* **AIM OF THE TASK**:
Transcribe the entries exactly as they stand below, passing over any picture.

* **GIVEN RECORDS**:
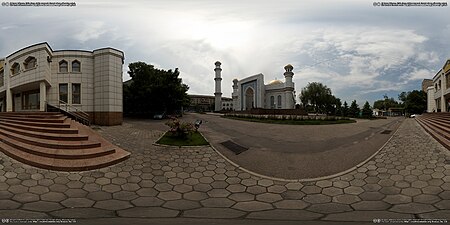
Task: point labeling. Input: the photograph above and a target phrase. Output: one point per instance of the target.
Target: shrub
(180, 129)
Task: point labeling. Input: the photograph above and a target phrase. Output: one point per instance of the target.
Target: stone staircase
(53, 141)
(437, 125)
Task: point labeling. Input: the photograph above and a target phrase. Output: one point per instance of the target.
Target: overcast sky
(360, 51)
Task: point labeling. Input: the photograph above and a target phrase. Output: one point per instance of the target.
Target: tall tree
(415, 102)
(366, 111)
(345, 109)
(318, 95)
(354, 109)
(153, 90)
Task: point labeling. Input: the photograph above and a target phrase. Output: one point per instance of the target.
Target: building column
(9, 105)
(42, 96)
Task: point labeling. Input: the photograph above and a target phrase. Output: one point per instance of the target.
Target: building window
(63, 92)
(76, 93)
(63, 66)
(279, 101)
(2, 78)
(30, 63)
(15, 68)
(272, 102)
(76, 66)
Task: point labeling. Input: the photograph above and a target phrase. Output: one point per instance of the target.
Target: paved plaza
(408, 178)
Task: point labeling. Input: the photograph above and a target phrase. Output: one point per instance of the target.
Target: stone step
(56, 153)
(47, 136)
(34, 115)
(64, 164)
(41, 129)
(37, 124)
(50, 143)
(38, 120)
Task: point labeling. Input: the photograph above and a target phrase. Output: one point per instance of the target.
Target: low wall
(270, 112)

* **OUTPUT FOR THIS EXERCISE**:
Task: point labeling. Input: the photograph above and a target phrase. Output: one point per instance of the target.
Target: shrub
(180, 129)
Task: point labeling. Input: the photograph above and a target phrase. Output: one point per instance of the target.
Target: stone staircase
(53, 141)
(437, 125)
Task: point labeling. Input: the photograph above and a target phrase. Output: one point per instance of the target.
Target: overcast sky
(360, 51)
Task: point labeling. Input: the photograph above and a target phrase. Output: one point per instance of the target.
Target: tall tree
(415, 102)
(366, 111)
(345, 109)
(318, 95)
(354, 109)
(153, 90)
Task: point labeling. Input: the photograph above and a target phrase. Output: one point per instance of the target.
Target: building column
(9, 105)
(42, 96)
Task: point labeling. Input: the photograph above and a target phrase. Output: one point per instance of the target.
Target: building window
(63, 92)
(76, 93)
(63, 66)
(279, 101)
(2, 78)
(30, 63)
(15, 68)
(272, 102)
(76, 66)
Task: point labeling. Input: the photograph above and a target phrase. Output: one point per instance of the target.
Target: paved plaza
(408, 178)
Task: point labeling. Input: the photograph above and a target phrase. Output: one point per instance of the target.
Target: stone step
(56, 153)
(47, 136)
(34, 115)
(64, 164)
(41, 129)
(37, 124)
(50, 143)
(38, 120)
Task: point labeling. Input: the photograph above and a target phrase. Output: one point per instance of the target.
Target: low wall
(270, 112)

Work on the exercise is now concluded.